Text passage:

At first glance it is easy to mistake Thomas L. Thompson's The Messiah Myth for a revival of this school. Don't. The Messiah Myth does not attempt, as the comparative religions school did, to seek out parallels to Jesus and then link Jesus to them. Rather, Thompson attempts to recover the Greater Context: an enormous toolkit of ideas, themes, and observations that dominate the literature of the Near East, and find expression in all of its major texts, including the Bible, and in all of its major heroes, including Jesus and David.
Despite the subtitle The Near Eastern Roots of Jesus and David, Thompson's book does not focus strongly on Jesus. The vast majority of the work consists of exploring the Old Testament and other Near Eastern texts to show that they all make use of the same complex of tropes in composing their various stories. This complex of tropes includes reversals (of rich and poor, the powerful and the peasantry, the weak and the strong), descent-ascent motifs, messiah as priest, king, and warrior motifs, and similar structures and idea familiar to readers of the Tanakh and the Christian writings. Thompson thus does not seek to show that Jesus is a myth by close analysis of the stories about him, like G.A Wells and other mythicists have done. Instead, he offers a rich new context against which the figure of Jesus can be evaluated.
Thompson opens the book with a chapter entitled "Historicizing the figure of Jesus" that is apparently intended as a critique of the various Historical Jesus figures that New Testament scholarship has produced. He observes:
- "A wary reader does well to recognize the wish fulfillment of Schweitzer's figure of Jesus. His mistaken prophet is historical primarily because he does not mirror the Christianity of Schweitzer's time. But the assumption that this mistaken prophet of the apocalypse is a figure appropriate to first century Judaism is itself without evidence. The prophetic figure Mark presented, and the assumed expectations associated with his coming, belong to the surface of Mark's text. Schweitzer did not consider why Mark presented such a figure or such expectations. Nor did he consider whether the life of such a person and the expectations of his coming in fact belonged to the historical reality of first century Jews in Palestine, or whether both expectations and figure were literary tropes. Then the figure of the messiah might express Judaism's highest values within Mark's story does not imply that either the figure or expectations about him were to be found in early first-century historical Palestine."(p6-7)

Material:
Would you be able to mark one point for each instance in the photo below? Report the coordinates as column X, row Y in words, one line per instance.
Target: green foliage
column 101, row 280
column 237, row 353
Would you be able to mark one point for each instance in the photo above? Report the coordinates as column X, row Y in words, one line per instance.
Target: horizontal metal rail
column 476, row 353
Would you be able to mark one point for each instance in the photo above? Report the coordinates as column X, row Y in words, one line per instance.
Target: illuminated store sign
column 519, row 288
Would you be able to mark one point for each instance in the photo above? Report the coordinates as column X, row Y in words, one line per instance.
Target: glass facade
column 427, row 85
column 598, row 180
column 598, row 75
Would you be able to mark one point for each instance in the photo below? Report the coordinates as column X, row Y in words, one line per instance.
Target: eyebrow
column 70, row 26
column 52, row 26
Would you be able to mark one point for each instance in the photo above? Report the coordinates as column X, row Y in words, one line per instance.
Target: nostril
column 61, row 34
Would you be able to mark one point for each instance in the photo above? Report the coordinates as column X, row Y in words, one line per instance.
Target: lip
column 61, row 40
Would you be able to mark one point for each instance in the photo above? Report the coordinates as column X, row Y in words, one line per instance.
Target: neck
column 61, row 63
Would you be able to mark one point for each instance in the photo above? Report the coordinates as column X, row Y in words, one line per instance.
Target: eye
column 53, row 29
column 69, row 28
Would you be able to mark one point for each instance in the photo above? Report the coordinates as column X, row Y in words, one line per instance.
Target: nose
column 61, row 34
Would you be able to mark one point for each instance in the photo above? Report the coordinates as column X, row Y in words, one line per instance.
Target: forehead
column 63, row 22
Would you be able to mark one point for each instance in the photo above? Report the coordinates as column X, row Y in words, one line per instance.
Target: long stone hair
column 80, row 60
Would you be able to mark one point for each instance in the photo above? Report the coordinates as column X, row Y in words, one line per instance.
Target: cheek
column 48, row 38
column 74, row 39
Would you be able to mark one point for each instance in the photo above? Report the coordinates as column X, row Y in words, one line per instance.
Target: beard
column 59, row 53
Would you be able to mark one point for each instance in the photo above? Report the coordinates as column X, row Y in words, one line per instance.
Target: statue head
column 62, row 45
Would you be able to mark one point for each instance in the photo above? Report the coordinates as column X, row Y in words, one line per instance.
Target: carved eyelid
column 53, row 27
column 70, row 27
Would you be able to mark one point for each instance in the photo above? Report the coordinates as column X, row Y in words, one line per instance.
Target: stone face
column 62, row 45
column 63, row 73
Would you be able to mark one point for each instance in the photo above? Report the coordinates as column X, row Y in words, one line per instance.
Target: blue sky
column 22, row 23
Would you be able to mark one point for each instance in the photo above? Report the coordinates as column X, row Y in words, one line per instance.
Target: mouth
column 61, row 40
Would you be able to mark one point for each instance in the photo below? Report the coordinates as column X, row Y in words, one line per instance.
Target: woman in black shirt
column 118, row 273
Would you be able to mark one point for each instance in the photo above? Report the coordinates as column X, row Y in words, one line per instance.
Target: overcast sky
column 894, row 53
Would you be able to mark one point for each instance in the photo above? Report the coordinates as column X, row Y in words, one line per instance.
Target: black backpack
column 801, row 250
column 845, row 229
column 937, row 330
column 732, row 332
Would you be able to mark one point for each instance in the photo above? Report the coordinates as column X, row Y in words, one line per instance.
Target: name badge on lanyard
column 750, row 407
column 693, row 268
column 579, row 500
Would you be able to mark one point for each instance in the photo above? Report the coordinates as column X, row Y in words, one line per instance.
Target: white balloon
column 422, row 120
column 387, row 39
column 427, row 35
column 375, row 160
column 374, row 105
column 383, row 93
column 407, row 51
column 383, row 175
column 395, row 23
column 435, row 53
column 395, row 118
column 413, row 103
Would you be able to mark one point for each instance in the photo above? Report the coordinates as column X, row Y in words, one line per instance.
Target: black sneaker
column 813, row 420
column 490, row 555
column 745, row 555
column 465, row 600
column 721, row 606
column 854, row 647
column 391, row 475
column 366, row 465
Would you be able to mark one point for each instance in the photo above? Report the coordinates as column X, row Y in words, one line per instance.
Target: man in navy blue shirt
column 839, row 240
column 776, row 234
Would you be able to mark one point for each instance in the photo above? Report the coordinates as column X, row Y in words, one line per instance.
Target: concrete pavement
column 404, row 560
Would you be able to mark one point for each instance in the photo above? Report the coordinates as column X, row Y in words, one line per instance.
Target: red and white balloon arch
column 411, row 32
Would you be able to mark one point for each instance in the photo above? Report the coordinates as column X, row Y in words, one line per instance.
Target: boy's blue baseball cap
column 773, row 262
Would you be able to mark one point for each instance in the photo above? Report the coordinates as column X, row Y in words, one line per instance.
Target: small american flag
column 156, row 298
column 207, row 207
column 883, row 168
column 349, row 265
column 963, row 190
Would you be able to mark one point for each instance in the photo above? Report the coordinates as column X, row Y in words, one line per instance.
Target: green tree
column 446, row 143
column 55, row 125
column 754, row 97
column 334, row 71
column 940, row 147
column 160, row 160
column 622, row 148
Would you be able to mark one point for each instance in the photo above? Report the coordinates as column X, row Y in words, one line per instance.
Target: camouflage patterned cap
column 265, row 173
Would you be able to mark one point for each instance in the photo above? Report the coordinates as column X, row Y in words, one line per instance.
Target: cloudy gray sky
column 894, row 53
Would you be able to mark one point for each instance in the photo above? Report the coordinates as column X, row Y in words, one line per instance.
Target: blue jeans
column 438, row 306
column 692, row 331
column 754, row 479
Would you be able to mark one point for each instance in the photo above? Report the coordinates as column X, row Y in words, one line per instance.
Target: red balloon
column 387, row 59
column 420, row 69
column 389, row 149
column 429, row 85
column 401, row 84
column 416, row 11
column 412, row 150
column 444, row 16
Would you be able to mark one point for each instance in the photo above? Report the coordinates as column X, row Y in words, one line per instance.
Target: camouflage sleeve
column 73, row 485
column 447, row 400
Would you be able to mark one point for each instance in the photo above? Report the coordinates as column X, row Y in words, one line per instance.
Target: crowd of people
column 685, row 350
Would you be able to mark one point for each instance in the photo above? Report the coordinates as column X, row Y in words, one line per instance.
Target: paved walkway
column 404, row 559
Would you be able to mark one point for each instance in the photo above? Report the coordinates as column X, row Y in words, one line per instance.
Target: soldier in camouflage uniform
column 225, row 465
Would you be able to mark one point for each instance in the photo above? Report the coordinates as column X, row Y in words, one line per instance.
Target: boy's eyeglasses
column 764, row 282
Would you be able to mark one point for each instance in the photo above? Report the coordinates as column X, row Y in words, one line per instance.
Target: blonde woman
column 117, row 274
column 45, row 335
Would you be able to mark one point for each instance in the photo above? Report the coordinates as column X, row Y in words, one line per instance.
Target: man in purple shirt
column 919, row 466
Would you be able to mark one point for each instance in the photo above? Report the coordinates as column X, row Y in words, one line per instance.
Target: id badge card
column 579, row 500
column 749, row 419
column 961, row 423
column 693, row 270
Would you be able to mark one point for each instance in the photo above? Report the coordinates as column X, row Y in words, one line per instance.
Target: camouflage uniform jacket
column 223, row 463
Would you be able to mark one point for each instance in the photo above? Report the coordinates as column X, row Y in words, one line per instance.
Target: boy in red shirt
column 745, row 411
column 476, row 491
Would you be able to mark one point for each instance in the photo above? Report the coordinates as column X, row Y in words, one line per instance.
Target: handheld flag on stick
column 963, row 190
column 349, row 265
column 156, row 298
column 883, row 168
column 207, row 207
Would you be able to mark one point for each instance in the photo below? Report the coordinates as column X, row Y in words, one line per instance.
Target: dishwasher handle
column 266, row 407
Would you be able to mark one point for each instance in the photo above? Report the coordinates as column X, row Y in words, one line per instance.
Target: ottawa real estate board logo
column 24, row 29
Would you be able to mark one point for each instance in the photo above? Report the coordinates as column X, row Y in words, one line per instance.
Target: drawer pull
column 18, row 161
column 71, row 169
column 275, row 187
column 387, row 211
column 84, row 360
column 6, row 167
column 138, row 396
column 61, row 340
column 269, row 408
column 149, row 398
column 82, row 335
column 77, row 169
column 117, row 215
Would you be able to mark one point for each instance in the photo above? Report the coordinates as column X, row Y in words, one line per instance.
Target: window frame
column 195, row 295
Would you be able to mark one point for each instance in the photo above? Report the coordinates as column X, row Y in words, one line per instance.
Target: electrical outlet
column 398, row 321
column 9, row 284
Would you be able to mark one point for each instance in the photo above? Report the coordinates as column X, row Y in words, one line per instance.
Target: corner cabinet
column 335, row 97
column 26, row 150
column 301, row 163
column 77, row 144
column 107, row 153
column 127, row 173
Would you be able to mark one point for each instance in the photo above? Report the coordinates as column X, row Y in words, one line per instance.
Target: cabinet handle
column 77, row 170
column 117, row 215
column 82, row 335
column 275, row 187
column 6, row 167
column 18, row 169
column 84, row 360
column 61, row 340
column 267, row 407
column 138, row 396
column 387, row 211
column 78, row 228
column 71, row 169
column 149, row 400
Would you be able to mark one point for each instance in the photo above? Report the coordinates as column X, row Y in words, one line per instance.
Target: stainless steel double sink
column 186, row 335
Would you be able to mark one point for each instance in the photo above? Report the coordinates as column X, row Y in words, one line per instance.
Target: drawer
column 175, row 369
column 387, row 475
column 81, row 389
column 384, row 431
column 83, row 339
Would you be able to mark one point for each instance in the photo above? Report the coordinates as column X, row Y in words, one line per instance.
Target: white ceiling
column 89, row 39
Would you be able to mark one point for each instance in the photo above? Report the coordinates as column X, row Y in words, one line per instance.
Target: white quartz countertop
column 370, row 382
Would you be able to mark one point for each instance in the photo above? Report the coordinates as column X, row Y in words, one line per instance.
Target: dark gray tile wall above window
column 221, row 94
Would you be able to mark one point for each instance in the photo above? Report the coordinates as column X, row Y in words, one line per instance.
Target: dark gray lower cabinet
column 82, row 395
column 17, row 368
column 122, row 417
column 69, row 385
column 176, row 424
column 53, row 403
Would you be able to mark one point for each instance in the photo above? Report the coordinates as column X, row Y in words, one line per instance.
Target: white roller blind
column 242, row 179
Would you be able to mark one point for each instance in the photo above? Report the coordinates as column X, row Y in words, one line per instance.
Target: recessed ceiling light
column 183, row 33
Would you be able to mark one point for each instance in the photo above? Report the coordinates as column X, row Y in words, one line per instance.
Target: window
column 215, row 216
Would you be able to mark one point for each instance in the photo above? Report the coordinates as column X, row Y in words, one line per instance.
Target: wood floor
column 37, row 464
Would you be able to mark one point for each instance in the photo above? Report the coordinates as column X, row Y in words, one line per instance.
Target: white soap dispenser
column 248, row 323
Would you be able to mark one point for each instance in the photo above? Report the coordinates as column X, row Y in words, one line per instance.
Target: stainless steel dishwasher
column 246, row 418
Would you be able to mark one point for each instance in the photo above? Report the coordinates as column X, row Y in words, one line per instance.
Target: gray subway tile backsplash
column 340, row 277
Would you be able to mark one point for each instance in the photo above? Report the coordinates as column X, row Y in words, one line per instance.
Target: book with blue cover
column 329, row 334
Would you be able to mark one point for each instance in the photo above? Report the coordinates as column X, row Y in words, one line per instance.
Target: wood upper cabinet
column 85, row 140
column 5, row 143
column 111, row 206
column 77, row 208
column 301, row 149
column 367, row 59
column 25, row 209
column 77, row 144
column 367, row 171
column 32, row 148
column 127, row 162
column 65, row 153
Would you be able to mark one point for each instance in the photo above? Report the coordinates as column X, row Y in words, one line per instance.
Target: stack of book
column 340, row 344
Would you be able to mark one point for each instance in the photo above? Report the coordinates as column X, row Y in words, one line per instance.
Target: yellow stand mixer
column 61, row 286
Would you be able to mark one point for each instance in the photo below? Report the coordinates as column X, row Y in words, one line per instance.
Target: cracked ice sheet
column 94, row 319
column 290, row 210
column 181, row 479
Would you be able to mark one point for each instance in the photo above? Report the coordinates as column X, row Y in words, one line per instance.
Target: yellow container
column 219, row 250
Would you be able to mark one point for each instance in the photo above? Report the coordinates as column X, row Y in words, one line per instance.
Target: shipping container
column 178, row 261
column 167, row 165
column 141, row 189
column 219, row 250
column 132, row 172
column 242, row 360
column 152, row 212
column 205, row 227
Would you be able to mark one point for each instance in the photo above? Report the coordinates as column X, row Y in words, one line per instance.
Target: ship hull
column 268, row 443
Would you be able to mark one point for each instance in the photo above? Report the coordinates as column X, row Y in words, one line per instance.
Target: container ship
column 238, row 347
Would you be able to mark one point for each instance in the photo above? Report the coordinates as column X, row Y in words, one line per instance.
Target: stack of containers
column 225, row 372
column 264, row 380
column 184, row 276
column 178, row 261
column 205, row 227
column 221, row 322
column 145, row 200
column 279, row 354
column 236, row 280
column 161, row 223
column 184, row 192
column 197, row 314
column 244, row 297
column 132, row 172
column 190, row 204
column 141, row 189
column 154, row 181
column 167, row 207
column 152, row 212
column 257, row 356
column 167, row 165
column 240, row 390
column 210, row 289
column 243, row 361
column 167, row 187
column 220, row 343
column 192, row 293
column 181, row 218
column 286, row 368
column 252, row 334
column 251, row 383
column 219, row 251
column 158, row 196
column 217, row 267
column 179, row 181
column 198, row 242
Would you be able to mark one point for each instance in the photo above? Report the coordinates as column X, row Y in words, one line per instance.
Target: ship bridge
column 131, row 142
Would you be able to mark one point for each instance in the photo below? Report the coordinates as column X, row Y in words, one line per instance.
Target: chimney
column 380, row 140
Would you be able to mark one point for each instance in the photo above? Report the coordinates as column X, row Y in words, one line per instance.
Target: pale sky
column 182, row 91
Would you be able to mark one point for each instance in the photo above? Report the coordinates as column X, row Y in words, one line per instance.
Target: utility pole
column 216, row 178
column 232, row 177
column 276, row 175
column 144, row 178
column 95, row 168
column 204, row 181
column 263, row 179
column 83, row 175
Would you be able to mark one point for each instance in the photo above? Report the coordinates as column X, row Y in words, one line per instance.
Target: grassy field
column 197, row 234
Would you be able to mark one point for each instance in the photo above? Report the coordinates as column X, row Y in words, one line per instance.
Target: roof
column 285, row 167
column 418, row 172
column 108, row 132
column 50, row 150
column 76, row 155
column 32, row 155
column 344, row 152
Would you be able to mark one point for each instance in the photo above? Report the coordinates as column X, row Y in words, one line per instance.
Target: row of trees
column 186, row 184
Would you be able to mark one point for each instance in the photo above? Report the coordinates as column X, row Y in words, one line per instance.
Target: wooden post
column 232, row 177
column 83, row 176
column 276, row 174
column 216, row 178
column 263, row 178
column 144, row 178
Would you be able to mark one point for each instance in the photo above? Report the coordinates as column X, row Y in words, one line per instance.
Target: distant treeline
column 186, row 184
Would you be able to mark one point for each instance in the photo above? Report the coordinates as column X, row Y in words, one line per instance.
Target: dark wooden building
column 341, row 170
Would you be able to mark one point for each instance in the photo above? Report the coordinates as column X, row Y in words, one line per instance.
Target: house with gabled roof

What to do:
Carry on the review of The Messiah Myth from its final sentence. The records have no connection to the review of The Messiah Myth.

Expected answer:
The opening chapter serves notice: the historical Jesus is an assumption, rather than a discovery, of scholarship. "Dating sayings common to Q and Thomas as an "earliest level" of sayings and suggesting a time between 30 and 60 CE for their origin is a conclusion drawn from the assumption that there was an oral tradition derived from a historical Jesus' teaching."(p11) From whence, then, stems this figure
- "As we will see in the following chapters, the most central sayings in the gospels were spoken by many figures of ancient literature. That they are "sayings of Jesus" is to be credited to the author who put them in his mouth. Many sayings the [Jesus] seminar identifies as "certainly authentic" are well-known and can be dated centuries earlier than the New Testament. The very project of the Jesus Seminar is anchored in wishful thinking. Evidence for the prehistory of these sayings is so abundant and well attested that we can trace a continuous literary tradition over millennia."(p11)
Having sounded the eschatological alarm, Thompson slowly bids the Gospels goodbye, and enters the world of the Old Testament. In the second chapter, "The Figure of the Prophet", there is much back-and-forth between the Gospel stories and the Old Testament, but by the time we get to chapter four, "The Song for a Poor Man", the Gospels have been left behind, and we plunge into a world of international texts from antiquity, each full of themes the echo, extend, comment on, and interact with, the recurring tropes that make up the Tanakh.
Thompson builds his reading of the texts by searching out themes common throughout the Near East, drawing on a wide variety of texts. Writing on the Good King, he says:
- "Some of our stories serve as memorials to the king, while others are dedications of a cult place. Thirteen of the twenty-one inscriptions are presented in autobiographical form, where the king plays the role of author as well as subject. Eight present the story of the king in the third person. The Idrimi stele (no. 13), which is engraved on a statue of the king, presents its first-person form by locating the closing lines in a cartoon balloon coming out of the king's mouth. In spite of the autobiographical form, some of these inscriptions are likely posthumous."(p157)
For example, in the Near East there is a common trope: a "utopian, comprehensive, and transcendent" peace that is the goal of every king's rule. Thompson identifies this peace in many different texts (including in an appendix), including tales about Idrimi, Nabonidus, and Esarhaddon, as well as David.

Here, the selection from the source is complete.